**WHAT YOU ARE ASKED TO DO**
Everything from the line that contains "Target: banner" through the last line of the listing must be copied exactly, with both of those lines included and no others.

**MATERIAL PROVIDED**
-- Begin --

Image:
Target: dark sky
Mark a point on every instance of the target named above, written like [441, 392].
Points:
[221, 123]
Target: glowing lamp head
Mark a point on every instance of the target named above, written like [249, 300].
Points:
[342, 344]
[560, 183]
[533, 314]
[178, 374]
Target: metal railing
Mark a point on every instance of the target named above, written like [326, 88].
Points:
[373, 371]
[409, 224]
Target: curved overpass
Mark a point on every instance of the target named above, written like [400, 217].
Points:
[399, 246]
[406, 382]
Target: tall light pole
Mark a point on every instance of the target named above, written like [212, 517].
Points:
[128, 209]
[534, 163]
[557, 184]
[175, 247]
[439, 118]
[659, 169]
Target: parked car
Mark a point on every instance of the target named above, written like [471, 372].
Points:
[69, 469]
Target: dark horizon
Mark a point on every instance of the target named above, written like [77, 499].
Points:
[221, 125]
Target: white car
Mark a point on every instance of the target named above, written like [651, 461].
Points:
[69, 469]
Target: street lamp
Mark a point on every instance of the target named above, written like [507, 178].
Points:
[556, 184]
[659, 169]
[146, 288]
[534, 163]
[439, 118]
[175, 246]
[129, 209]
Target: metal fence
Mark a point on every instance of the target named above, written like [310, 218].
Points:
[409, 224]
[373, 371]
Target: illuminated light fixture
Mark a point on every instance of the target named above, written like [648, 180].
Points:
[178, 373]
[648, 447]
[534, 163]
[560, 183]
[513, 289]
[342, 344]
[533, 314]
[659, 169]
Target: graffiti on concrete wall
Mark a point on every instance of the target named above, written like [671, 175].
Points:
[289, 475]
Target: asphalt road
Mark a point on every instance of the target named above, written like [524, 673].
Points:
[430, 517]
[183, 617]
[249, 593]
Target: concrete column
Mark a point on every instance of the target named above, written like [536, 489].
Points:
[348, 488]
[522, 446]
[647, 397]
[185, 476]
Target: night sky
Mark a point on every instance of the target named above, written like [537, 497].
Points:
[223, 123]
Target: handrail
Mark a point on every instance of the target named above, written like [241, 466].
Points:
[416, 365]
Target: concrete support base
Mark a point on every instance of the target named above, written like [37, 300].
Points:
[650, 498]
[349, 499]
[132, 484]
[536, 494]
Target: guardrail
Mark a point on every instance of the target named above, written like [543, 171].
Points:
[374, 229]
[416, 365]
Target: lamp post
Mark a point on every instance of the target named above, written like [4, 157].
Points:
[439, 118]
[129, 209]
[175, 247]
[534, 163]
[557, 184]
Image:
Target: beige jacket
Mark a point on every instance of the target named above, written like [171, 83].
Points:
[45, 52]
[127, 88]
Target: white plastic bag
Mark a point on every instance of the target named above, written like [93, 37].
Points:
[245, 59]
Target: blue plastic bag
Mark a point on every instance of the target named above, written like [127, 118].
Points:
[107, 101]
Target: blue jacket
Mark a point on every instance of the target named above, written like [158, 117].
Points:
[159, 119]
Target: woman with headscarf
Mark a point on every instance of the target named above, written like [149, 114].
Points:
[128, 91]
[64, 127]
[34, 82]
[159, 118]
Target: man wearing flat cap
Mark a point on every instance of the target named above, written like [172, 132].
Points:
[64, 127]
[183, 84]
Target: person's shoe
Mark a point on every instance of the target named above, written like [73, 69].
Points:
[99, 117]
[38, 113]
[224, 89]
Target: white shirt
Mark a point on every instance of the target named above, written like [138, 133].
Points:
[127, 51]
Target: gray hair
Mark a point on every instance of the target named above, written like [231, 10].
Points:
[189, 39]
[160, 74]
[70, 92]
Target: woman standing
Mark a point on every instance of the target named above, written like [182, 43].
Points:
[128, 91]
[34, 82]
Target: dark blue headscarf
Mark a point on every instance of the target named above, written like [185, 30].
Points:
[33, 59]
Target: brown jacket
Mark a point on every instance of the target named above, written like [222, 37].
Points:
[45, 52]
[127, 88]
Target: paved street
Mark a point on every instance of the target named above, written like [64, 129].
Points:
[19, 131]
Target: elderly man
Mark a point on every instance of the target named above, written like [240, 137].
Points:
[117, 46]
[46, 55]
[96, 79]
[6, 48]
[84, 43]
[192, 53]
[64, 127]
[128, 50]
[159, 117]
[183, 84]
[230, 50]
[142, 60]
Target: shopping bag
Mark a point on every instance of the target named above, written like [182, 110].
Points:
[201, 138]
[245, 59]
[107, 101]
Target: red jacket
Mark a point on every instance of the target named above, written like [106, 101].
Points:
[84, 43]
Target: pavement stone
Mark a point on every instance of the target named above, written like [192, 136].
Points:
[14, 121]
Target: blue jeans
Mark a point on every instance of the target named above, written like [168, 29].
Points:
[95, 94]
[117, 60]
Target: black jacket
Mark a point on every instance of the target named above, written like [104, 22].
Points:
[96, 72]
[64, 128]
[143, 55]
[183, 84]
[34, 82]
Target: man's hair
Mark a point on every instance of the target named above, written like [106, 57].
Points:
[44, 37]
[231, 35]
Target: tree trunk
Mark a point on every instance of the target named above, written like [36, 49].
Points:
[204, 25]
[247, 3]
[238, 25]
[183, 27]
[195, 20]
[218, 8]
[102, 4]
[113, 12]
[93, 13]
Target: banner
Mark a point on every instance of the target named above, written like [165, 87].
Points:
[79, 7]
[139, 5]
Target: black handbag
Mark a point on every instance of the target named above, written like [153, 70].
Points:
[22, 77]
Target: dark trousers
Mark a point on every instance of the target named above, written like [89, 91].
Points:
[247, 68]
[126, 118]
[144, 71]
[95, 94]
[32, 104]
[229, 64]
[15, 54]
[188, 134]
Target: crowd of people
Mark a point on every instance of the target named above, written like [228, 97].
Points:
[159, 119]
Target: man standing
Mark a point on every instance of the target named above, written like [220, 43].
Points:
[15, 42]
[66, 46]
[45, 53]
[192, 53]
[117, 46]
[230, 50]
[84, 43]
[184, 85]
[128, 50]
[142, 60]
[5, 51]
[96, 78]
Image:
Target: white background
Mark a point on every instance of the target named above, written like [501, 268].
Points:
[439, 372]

-- End --

**EXERCISE SOLUTION**
Target: banner
Mark a point on every instance of the target named above, written like [165, 87].
Points:
[79, 7]
[139, 5]
Target: black handbag
Mark a point on every instance of the target named above, written like [153, 70].
Points:
[22, 77]
Target: dark trousers
Mark a point on every instance of the target named above, written like [89, 91].
Points:
[247, 68]
[126, 118]
[144, 71]
[95, 94]
[32, 104]
[229, 64]
[15, 54]
[188, 134]
Target: crowd of people
Mark a point on every instance of the target named above, written like [228, 97].
Points:
[159, 119]
Target: man standing
Mark a point on every instance of the target named above, written like [220, 43].
Points:
[15, 42]
[66, 46]
[45, 53]
[192, 53]
[117, 46]
[230, 50]
[84, 43]
[184, 85]
[128, 50]
[142, 60]
[5, 51]
[96, 78]
Image:
Target: white background
Mark a point on every instance of the target named above, written like [501, 268].
Points:
[439, 372]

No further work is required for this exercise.